◆ LISTED ENTRIES ◆
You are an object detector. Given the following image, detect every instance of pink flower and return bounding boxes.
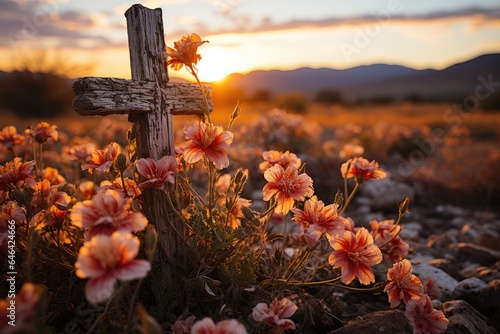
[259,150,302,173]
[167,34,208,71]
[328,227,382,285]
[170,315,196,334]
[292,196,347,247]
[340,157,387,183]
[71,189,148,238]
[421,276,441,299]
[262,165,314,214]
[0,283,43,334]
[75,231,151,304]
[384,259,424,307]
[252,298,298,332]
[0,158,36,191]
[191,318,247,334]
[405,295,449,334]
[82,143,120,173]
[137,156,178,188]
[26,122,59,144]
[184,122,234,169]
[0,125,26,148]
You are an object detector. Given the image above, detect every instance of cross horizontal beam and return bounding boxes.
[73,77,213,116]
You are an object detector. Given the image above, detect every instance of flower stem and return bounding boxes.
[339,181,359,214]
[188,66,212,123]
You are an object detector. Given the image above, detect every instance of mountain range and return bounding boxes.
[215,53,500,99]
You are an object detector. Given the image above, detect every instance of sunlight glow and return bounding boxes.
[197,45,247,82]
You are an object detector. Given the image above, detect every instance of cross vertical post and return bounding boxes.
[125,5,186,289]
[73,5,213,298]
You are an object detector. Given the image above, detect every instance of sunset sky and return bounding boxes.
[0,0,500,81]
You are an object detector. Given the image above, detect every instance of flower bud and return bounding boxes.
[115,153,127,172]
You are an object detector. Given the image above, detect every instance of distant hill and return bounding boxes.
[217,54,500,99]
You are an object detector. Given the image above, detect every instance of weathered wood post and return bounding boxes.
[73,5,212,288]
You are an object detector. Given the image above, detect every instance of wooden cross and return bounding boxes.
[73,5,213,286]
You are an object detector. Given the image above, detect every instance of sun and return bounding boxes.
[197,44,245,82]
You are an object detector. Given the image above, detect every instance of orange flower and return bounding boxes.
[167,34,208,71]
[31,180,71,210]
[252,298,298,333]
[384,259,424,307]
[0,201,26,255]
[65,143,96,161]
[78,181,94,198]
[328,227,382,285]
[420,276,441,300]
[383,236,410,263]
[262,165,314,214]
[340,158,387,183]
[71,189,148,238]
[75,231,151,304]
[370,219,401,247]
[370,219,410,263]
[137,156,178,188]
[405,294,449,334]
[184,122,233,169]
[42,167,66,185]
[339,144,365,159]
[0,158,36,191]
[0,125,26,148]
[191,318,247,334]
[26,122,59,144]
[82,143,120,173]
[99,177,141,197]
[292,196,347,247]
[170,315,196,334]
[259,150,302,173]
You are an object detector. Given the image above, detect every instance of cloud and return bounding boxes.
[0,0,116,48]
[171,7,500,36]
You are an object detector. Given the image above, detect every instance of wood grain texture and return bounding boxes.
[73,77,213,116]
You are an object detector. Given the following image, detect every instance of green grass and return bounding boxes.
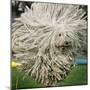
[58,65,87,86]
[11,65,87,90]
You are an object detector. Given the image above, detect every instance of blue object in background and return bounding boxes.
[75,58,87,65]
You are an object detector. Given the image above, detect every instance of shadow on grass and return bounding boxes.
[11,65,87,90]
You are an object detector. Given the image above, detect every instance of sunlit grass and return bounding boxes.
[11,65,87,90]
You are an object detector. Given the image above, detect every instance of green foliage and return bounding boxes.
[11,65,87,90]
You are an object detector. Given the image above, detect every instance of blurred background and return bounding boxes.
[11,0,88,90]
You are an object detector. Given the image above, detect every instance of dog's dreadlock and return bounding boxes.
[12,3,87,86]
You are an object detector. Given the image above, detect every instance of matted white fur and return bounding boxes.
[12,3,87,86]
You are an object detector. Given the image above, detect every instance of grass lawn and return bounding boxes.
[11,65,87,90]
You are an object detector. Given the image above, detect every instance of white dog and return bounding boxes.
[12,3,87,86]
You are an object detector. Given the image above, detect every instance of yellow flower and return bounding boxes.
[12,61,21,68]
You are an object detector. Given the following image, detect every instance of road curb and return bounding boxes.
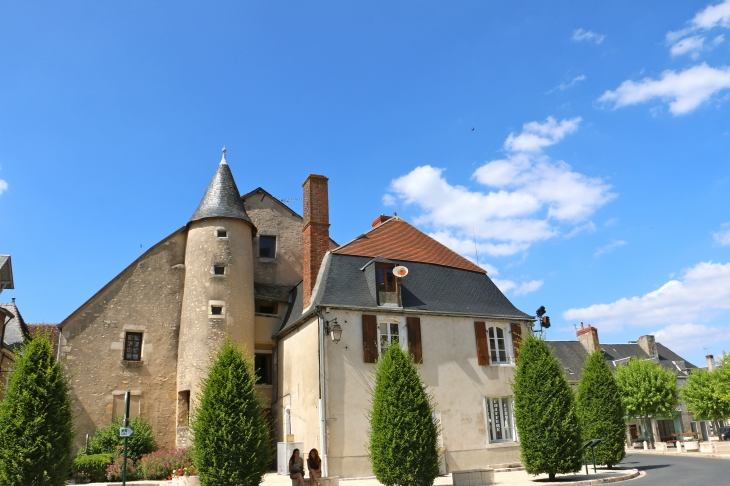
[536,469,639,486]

◆ TASK ◆
Swap "bounding boxes" for "box coordinates" throughout the listing above and reproduce it with every other word unchanged, omitting the pictures.

◆ TASK RESPONSE ◆
You are an object detector. Given the following image, detect every instance of pink flower and return box coordinates.
[259,150,302,173]
[167,34,208,71]
[328,227,382,285]
[170,315,196,334]
[292,196,347,247]
[340,157,387,183]
[71,189,148,238]
[421,276,441,299]
[262,165,314,214]
[0,283,43,334]
[75,231,151,304]
[384,259,424,307]
[252,298,298,332]
[0,158,36,191]
[191,318,247,334]
[405,295,449,334]
[82,143,120,173]
[137,156,178,188]
[26,122,59,144]
[184,122,234,169]
[0,125,26,148]
You are an object detector. Given the image above, detect every instance of cross horizontal beam and return box coordinates.
[73,77,213,116]
You are an object detector. Given the image above, detect every instance of flower stem and return box coordinates.
[339,181,359,214]
[188,66,212,123]
You are an object detector. Given the image above, detect every instance of mountain range and return box coordinates.
[215,53,500,99]
You are an object detector. Given the image above, detect every instance of sunlight glow and return box coordinates.
[197,45,247,82]
You are an object detector. Given the image above, detect every instance of cross vertical post and return box coordinates.
[125,5,186,289]
[73,5,213,298]
You are an object detector. Given the image above, detect every instance of sunset sky and return box coordinates.
[0,0,500,81]
You are an object detector. Given the image above, detect every instance of flower bud and return box coordinates.
[115,153,127,172]
You are an object detector. Given the image above, detect every instance of distant hill and return box coordinates.
[217,54,500,99]
You are an object detector. Given the image above, detect every instance of weathered wood post and return box coordinates.
[73,5,212,288]
You are an object detector. Given the image above, detect every instance of wooden cross and return box coordinates.
[73,5,213,286]
You are an object detector. Given the image above, detect every instance of sun and return box coordinates.
[197,44,245,82]
You are an object detector. Given the image above, detect every instance of orange flower and return box coordinates.
[167,34,208,71]
[31,180,71,210]
[252,298,298,333]
[384,259,424,307]
[0,201,26,255]
[65,143,96,161]
[78,181,94,198]
[328,227,382,285]
[420,276,441,300]
[383,236,410,263]
[262,165,314,214]
[340,158,387,183]
[71,189,148,238]
[75,231,151,304]
[370,219,401,247]
[370,219,410,263]
[137,156,178,188]
[405,294,449,334]
[184,122,233,169]
[42,167,66,185]
[339,144,365,159]
[0,158,36,191]
[0,125,26,148]
[191,318,247,334]
[26,122,59,144]
[82,143,120,173]
[99,177,141,197]
[292,196,347,247]
[170,315,196,334]
[259,150,302,173]
You are an object detector. Given the image above, detect every instance of cloud and return box coordinates.
[0,0,116,48]
[171,7,500,36]
You are an object detector. Given the image above, detect every instance of wood grain texture and return box coordinates.
[73,77,213,116]
You are an object detector. Given the following image, detect every instance of green grass and return box coordinates.
[58,65,87,86]
[11,65,87,90]
You are an object detector. Given the image above, detect every instance of blue object in background and return box coordinates.
[75,58,87,65]
You are an object detector. Given the image above, detect every instance of shadow on grass and return box coordinates.
[11,65,87,90]
You are an object detector. Given the image above, detect every instance of sunlit grass and return box coordinates.
[11,65,87,90]
You are an object detector. Given the image above, detect every instance of green foliage and return box coordinates.
[11,65,87,90]
You are an object detector. Given the image above, detect every instance of blurred background and return box coordinates.
[11,0,88,90]
You are an object detector. Given the image above, detect every instance of dog's dreadlock and return box coordinates.
[12,3,87,86]
You are an object detector. Given the image above, detect every instance of matted white fur and return box coordinates.
[12,3,87,86]
You are an object detector. Given the image above, detect every instance of grass lawn and return box coordinates.
[11,65,87,90]
You are an object detector. Given the image above, detect every instance of white dog and return box coordinates.
[12,3,87,86]
You are an object detector. Given the image above, detect every instance of yellow flower and return box coordinates.
[12,61,21,68]
You are an object detector. Given the following image, detect every instance of road curb and return box coordinates.
[536,469,639,486]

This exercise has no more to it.